**TASK TO CARRY OUT**
Exactly as written, reproduce the lines from the beginning of the data through the line containing "Target: man's eyebrow"; the pictures are not reproduced.

**PROVIDED DATA**
——

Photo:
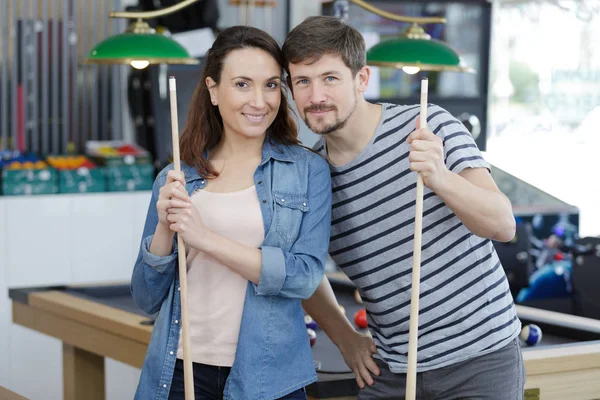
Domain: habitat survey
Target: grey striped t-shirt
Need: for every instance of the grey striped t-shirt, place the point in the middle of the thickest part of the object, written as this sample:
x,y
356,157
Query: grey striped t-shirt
x,y
466,308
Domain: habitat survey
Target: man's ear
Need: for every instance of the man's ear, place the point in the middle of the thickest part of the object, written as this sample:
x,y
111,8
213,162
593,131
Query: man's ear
x,y
212,89
363,76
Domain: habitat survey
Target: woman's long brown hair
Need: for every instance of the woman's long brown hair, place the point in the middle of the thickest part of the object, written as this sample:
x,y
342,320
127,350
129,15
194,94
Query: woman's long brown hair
x,y
204,127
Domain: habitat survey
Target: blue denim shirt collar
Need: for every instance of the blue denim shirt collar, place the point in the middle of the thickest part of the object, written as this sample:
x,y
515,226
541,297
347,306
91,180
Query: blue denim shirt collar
x,y
269,151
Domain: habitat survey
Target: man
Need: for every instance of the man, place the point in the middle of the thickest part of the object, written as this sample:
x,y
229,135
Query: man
x,y
468,328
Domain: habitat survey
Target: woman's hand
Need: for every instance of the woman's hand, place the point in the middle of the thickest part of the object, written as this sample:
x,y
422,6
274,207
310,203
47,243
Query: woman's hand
x,y
187,222
172,195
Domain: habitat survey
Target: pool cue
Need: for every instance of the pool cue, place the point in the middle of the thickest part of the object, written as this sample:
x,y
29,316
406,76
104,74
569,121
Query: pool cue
x,y
188,372
413,331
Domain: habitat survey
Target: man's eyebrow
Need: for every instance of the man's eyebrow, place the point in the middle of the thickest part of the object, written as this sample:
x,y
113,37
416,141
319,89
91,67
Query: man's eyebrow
x,y
331,73
327,73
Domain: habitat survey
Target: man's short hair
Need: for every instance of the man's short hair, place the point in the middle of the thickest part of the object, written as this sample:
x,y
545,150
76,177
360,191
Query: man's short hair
x,y
320,35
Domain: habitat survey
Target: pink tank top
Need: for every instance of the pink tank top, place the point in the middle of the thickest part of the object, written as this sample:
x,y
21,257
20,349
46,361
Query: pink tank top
x,y
216,293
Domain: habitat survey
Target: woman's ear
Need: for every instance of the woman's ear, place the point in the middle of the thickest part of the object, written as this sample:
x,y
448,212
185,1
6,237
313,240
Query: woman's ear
x,y
212,89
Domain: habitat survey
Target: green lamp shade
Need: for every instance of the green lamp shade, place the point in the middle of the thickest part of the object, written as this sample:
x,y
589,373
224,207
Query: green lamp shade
x,y
426,54
151,47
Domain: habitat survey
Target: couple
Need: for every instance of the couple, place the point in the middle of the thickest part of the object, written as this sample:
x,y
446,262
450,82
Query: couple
x,y
259,213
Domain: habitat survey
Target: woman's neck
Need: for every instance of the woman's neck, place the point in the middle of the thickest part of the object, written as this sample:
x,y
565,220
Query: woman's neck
x,y
237,147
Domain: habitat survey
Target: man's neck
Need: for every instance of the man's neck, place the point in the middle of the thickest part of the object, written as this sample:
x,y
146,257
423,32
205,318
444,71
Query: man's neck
x,y
346,144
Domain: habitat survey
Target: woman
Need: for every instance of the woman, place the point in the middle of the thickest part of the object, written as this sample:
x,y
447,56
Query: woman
x,y
253,208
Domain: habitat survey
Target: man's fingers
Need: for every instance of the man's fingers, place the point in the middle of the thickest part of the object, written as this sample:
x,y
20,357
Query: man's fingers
x,y
372,366
177,203
359,380
364,372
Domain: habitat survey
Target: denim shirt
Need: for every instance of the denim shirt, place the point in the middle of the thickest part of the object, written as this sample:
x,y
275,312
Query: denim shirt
x,y
273,355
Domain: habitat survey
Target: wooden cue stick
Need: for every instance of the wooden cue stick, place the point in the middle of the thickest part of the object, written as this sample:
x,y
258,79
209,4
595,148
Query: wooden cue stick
x,y
411,374
188,372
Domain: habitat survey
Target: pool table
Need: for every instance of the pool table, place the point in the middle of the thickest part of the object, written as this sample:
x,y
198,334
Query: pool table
x,y
94,322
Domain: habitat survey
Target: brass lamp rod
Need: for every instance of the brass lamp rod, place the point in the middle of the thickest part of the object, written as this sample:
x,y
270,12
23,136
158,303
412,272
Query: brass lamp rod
x,y
396,17
360,3
151,14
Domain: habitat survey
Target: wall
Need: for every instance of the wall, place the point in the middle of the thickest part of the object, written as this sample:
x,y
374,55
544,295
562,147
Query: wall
x,y
62,239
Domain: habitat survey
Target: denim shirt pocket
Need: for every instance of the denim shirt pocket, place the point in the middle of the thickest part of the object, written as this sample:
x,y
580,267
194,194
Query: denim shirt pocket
x,y
289,211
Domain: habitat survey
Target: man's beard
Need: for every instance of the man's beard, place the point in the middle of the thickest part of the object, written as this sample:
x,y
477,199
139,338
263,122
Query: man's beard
x,y
337,124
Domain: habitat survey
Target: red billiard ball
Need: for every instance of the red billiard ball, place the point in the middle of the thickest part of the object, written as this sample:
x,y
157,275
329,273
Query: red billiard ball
x,y
312,335
360,318
357,297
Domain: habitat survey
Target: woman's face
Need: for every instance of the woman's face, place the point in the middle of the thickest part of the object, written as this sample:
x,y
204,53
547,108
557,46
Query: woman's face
x,y
249,93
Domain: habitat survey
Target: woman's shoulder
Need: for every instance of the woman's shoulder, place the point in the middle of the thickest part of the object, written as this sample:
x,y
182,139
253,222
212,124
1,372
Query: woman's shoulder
x,y
306,153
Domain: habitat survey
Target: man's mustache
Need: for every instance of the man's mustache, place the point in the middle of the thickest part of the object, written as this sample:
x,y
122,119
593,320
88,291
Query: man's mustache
x,y
320,108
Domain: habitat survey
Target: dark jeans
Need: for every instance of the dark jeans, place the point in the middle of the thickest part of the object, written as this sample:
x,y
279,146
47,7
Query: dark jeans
x,y
495,376
209,383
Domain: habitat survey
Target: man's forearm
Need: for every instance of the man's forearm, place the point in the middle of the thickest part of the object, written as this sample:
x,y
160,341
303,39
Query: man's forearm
x,y
485,212
323,307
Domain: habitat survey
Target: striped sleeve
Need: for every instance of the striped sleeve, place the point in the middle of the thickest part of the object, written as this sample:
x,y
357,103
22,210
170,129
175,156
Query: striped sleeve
x,y
460,149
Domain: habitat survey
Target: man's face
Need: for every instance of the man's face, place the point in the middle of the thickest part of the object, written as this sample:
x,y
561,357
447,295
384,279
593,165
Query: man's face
x,y
325,93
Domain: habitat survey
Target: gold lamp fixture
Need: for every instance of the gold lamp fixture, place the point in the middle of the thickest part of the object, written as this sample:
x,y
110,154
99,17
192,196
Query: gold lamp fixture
x,y
141,45
414,50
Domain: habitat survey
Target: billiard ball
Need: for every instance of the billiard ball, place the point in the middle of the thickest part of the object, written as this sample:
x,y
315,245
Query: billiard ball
x,y
312,335
360,318
531,334
310,323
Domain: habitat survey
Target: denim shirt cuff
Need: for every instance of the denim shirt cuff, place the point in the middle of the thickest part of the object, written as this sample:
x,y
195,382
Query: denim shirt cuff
x,y
159,263
272,275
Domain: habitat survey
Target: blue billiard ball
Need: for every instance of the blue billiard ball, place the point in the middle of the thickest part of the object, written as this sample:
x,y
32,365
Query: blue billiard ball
x,y
310,323
531,334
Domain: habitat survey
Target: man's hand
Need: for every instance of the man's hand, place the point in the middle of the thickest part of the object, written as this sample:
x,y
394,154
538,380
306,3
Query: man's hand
x,y
357,350
427,156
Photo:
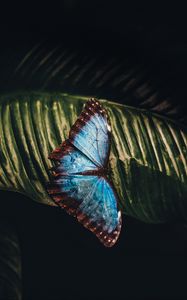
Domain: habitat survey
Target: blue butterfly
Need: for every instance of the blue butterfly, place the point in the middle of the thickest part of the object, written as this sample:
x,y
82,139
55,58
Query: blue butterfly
x,y
80,179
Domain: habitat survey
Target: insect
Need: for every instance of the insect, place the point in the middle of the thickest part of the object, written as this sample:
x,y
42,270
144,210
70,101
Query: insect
x,y
80,178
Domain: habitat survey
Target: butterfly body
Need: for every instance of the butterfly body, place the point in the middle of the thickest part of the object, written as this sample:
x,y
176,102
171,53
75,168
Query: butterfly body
x,y
81,185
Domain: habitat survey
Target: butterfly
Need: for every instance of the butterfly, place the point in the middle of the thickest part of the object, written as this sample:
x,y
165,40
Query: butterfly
x,y
80,181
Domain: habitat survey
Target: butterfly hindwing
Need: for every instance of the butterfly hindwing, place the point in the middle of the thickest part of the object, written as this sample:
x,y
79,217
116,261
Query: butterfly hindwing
x,y
92,201
80,183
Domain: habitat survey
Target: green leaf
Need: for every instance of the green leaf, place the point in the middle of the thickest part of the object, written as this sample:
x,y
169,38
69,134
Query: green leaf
x,y
147,161
10,263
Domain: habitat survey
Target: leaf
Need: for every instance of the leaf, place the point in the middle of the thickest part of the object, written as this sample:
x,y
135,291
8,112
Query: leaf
x,y
147,161
10,263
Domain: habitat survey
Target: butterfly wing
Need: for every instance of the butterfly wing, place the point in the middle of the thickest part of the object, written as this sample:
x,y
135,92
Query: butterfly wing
x,y
91,133
92,200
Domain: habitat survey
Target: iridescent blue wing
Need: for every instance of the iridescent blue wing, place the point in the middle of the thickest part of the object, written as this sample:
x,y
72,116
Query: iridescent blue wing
x,y
92,200
70,160
91,133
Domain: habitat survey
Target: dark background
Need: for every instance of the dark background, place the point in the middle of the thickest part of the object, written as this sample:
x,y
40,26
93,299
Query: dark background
x,y
61,260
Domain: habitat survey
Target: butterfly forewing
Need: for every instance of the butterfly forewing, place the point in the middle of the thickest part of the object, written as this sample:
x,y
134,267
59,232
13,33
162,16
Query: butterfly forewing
x,y
91,133
80,184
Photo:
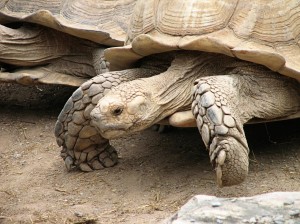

——

**RESPONSE FOR THIS EXERCISE**
Photo:
Domain: habitat survey
Target: grey striped t-shirt
Need: for every instance of the grey striped t-shirt, place the point in the middle of the thickest part of the object, written as this sample:
x,y
356,157
Query: grey striped t-shirt
x,y
466,308
Domain: habitat survey
Target: man's ear
Need: for every instance of the man's ear, place the point in the middle of the thickest part of the object, written as this sample:
x,y
111,8
213,162
593,131
Query: man's ear
x,y
212,89
363,76
Domain: habitat survey
Target: woman's long brown hair
Need: for every instance of the woman's long brown hair, place the point in the middle of the thickest part of the object, written as this sample:
x,y
342,320
127,350
129,15
194,94
Query: woman's long brown hair
x,y
204,127
Domain: habitat survey
Target: blue denim shirt collar
Need: for every instance of the blue denim shirt collar, place the point in the middle of the thickest part of the object, written as this sample:
x,y
515,226
541,297
347,306
91,180
Query: blue denim shirt collar
x,y
269,151
Domain: habitat survey
Target: man
Need: for every instance of the man, place the point in the middle of the thickest part of the object, written as this sample:
x,y
229,135
Query: man
x,y
468,328
Domain: habitat survey
Target: woman's hand
Need: for every instance of the woman's hand, place the point in the middle of the thickest part of the object, written as this sample:
x,y
422,6
274,207
310,203
47,243
Query: woman's hand
x,y
187,222
172,195
Domain: habitat survey
Target: pool cue
Need: for every instance of the pool cue, place the point in the middle of the thickest part of the object, written as this sample:
x,y
29,316
406,76
104,74
569,121
Query: pool cue
x,y
188,372
413,331
Domain: habitat survey
Target: man's eyebrow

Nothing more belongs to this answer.